_TASK INPUTS_.
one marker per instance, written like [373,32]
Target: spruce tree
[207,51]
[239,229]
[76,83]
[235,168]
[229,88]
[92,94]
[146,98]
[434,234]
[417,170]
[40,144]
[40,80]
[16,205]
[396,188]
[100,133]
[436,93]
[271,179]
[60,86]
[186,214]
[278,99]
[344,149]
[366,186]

_PROBLEM TO WORK ON_.
Please convert the material above into a two-column CSV with the headers instruction and result, with one row for each block of material. Put its text under instruction and its answer under result, each as one quoted field with every line break replaced by a space.

_ANSWER TO THIS EXERCISE_.
instruction,result
"one marker per instance, written like [373,32] Target: spruce tree","[207,51] [239,229] [76,83] [235,168] [229,88] [92,94] [146,98] [434,234] [417,170] [40,144] [40,80] [16,205] [396,188] [100,133] [436,93] [271,179] [60,86] [186,214] [278,99] [344,149] [366,186]"